━━━ Items
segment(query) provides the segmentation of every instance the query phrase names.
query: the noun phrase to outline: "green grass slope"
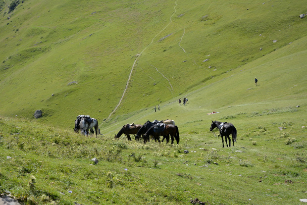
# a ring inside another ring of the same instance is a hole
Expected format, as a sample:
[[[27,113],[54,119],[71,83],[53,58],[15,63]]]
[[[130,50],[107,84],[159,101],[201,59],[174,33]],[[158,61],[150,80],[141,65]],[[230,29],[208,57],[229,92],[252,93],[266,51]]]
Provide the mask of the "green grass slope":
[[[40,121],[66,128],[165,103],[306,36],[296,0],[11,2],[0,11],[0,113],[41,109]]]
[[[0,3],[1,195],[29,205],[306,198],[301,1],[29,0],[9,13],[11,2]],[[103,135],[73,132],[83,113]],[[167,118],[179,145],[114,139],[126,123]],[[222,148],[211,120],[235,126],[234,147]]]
━━━━━━
━━━ Items
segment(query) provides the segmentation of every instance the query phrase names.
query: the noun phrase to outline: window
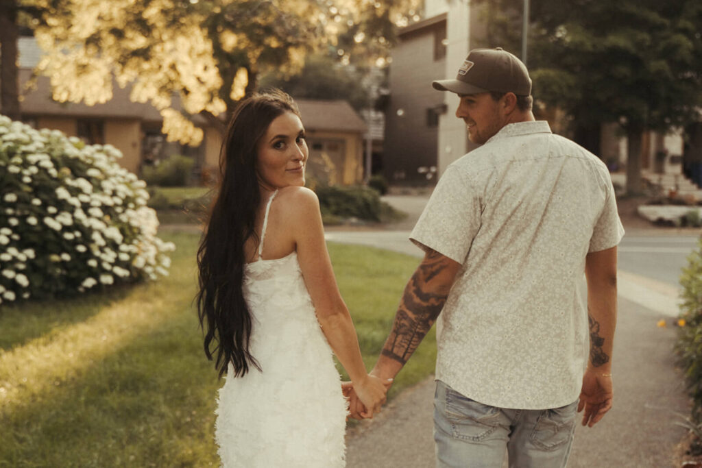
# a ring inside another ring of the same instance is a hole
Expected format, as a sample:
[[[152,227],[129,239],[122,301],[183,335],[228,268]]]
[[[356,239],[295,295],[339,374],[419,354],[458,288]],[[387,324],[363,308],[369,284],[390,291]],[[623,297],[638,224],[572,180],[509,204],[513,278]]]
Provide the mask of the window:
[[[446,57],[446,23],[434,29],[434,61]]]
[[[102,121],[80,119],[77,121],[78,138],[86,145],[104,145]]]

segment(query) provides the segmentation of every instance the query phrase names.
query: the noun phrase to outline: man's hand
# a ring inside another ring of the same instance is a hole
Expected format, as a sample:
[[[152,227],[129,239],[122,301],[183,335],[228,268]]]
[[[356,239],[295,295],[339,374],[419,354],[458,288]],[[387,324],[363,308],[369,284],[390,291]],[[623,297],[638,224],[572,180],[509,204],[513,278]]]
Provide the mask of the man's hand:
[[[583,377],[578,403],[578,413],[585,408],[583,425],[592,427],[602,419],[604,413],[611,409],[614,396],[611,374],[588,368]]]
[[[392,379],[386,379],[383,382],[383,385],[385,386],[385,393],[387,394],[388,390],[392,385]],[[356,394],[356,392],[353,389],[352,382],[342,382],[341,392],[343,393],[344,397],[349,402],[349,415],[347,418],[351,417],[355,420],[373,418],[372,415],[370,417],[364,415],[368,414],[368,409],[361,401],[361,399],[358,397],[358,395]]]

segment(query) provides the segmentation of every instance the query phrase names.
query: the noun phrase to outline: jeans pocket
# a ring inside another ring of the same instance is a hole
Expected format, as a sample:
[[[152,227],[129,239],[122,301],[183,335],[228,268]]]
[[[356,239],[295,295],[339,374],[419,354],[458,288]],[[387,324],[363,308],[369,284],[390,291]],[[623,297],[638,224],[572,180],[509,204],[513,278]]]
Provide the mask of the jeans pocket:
━━━━━━
• _Stated problem_
Which lines of the records contain the string "grass", with case treated as significant? Report each of those lines in full.

• _Answer to the problem_
query: the noun phrase to outline: "green grass slope"
Provide the mask of the "green grass slope":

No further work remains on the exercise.